Extracted data entries:
============

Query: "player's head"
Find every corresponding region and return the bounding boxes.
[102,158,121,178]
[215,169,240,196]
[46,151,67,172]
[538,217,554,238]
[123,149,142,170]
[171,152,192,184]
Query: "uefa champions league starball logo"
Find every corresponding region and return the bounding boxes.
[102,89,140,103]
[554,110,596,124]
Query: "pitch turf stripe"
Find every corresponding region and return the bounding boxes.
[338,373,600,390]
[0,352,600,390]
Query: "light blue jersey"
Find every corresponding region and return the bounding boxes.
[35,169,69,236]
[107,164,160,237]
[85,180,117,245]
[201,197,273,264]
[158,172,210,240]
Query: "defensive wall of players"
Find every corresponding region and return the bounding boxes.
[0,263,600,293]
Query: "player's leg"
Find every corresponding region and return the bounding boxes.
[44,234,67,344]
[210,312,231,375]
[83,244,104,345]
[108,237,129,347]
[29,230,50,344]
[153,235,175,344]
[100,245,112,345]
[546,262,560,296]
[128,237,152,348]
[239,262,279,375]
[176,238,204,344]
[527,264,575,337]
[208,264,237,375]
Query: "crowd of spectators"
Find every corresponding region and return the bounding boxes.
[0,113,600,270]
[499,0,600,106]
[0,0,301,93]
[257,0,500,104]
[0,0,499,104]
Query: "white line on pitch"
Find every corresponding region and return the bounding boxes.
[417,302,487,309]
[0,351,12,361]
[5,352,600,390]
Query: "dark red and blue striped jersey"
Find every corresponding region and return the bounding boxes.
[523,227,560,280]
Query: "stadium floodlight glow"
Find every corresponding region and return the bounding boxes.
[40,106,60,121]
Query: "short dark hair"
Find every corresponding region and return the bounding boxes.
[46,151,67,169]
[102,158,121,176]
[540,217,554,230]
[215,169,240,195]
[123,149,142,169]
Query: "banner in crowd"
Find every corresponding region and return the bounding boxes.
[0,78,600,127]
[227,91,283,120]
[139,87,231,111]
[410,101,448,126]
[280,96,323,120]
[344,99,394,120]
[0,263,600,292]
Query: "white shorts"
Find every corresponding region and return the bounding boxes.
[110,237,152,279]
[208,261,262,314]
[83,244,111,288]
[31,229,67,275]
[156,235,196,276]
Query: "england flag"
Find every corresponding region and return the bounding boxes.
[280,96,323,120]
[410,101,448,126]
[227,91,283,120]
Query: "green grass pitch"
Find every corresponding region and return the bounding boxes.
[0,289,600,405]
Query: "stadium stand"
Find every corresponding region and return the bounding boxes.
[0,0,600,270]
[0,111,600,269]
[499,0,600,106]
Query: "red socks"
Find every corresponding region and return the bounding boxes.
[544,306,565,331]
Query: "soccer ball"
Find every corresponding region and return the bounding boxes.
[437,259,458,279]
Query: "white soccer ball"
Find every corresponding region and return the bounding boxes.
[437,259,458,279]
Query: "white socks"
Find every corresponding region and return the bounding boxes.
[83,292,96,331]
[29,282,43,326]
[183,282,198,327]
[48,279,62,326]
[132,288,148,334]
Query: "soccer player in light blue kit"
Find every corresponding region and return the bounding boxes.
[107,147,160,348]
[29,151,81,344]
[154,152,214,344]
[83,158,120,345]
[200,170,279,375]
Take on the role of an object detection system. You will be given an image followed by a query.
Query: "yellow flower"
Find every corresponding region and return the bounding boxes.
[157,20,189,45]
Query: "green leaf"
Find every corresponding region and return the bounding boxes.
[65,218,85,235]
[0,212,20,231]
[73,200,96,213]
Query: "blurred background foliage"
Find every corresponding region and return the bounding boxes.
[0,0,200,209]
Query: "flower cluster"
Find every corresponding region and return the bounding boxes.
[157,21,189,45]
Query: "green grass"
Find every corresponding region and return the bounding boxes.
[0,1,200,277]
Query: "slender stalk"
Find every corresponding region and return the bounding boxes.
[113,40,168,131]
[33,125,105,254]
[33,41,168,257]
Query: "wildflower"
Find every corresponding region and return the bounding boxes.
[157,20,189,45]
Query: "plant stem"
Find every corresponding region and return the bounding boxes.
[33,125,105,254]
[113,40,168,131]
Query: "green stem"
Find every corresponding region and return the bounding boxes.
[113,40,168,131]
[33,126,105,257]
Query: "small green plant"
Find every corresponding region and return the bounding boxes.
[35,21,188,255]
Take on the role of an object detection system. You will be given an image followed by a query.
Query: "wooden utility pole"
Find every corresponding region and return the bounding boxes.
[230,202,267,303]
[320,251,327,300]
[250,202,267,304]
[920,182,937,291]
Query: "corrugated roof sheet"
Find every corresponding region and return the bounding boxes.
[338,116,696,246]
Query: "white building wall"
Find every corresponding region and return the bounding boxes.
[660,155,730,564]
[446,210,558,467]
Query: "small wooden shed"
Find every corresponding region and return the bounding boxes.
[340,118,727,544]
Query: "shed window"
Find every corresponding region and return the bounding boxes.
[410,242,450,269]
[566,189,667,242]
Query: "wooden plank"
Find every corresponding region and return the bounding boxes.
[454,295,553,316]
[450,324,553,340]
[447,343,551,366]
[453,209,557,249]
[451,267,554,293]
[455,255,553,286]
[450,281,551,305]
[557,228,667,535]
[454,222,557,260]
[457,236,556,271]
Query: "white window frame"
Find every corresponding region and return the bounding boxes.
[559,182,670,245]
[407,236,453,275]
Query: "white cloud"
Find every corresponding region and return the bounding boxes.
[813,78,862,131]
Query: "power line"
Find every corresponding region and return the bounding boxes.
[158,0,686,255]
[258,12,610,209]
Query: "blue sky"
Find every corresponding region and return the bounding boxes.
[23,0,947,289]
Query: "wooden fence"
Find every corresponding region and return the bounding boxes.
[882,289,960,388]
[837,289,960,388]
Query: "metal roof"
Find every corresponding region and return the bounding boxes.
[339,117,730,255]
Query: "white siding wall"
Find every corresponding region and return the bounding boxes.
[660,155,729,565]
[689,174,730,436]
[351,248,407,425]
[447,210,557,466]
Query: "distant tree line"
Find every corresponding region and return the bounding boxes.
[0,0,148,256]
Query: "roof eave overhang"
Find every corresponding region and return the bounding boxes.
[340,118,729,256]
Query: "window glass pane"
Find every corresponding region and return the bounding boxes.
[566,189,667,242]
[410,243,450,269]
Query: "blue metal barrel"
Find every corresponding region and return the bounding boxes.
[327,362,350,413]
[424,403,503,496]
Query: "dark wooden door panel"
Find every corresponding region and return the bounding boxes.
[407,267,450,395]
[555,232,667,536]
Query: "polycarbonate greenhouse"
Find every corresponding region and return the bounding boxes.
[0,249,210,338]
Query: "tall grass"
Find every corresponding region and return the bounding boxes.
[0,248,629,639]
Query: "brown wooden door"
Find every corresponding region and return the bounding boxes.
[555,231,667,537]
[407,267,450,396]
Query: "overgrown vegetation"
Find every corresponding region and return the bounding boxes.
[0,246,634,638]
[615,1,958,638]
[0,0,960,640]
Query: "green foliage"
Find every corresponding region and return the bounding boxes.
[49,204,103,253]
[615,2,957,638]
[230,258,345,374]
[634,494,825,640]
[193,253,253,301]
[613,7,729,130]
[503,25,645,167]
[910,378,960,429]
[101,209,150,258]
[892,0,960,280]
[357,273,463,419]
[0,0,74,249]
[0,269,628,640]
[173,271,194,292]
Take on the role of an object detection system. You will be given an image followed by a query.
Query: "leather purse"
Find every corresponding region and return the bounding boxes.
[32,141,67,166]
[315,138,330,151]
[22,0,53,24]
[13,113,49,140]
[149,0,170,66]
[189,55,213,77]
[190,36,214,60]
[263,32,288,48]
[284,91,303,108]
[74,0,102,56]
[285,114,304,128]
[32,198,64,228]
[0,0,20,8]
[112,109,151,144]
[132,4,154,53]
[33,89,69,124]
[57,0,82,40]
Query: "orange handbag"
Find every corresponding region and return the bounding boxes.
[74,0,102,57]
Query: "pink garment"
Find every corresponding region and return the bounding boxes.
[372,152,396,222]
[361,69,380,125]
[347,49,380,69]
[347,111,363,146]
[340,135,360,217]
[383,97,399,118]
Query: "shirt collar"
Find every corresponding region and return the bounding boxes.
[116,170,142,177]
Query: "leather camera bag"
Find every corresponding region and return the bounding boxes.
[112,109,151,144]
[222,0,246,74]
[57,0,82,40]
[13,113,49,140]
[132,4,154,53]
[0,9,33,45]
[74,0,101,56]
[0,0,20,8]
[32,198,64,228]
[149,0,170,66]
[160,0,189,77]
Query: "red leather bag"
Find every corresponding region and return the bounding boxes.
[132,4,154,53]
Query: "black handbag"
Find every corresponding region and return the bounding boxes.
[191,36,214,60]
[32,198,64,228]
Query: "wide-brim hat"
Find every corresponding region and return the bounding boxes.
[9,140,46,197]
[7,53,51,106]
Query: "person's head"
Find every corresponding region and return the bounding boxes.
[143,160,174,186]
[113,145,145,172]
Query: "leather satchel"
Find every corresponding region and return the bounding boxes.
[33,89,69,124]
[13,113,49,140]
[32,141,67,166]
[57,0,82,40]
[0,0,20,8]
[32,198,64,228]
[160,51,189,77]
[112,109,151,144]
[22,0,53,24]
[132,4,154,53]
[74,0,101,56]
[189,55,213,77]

============

● GOAL OF THE EXERCISE: Rename "jersey" to "shirt" in the records from their beginning through the line containing "[0,263,600,292]", both ends included. Return only those lines, with nothing else altered.

● FULL RESPONSE:
Query: "player's head"
Find every corresponding region and return the bounding boxes.
[102,158,121,178]
[215,169,240,196]
[46,151,67,172]
[538,217,554,238]
[123,149,142,170]
[171,152,192,184]
Query: "uefa champions league starball logo"
Find every corresponding region and return the bounding boxes.
[102,89,140,103]
[554,110,596,124]
Query: "pitch turf stripe"
Find every corresponding region and return the bounding boxes.
[338,373,600,390]
[0,352,600,390]
Query: "light blue shirt"
Find every corresponding region and return the bounding boxes.
[35,169,69,236]
[107,164,160,237]
[85,180,117,245]
[201,197,273,264]
[158,172,210,240]
Query: "defensive wall of players"
Find every corresponding region and return the bounding boxes.
[0,263,600,293]
Query: "player's leg"
Find every corresponding region and return the bounding boxes.
[44,234,67,344]
[210,312,231,375]
[83,244,104,345]
[108,237,129,347]
[29,230,50,344]
[153,235,175,344]
[100,245,112,345]
[546,262,560,296]
[128,237,152,348]
[239,262,279,375]
[176,238,204,344]
[527,264,575,337]
[208,264,237,375]
Query: "crowd of spectators"
Find every corresponding region and return the bounding boxes.
[0,113,600,270]
[499,0,600,106]
[0,0,301,93]
[257,0,500,104]
[0,0,499,104]
Query: "white line on pitch"
Find every corresponding region and return the bounding boxes.
[417,302,487,309]
[0,351,12,361]
[5,352,600,390]
Query: "dark red and blue striped shirt"
Find every corresponding region and return the bounding boxes.
[523,227,560,280]
Query: "stadium floodlight glow"
Find every corresponding region and return the bounding boxes.
[40,106,60,121]
Query: "short dark hair"
Find every corresponding region and return the bounding boxes.
[46,151,67,169]
[102,158,121,176]
[540,217,554,230]
[215,169,240,195]
[123,149,142,169]
Query: "banner in crowd"
Find every corresponding region and return the bounding boxes.
[0,78,600,127]
[227,91,283,120]
[139,87,231,111]
[410,101,448,126]
[280,96,323,120]
[344,99,394,120]
[0,263,600,292]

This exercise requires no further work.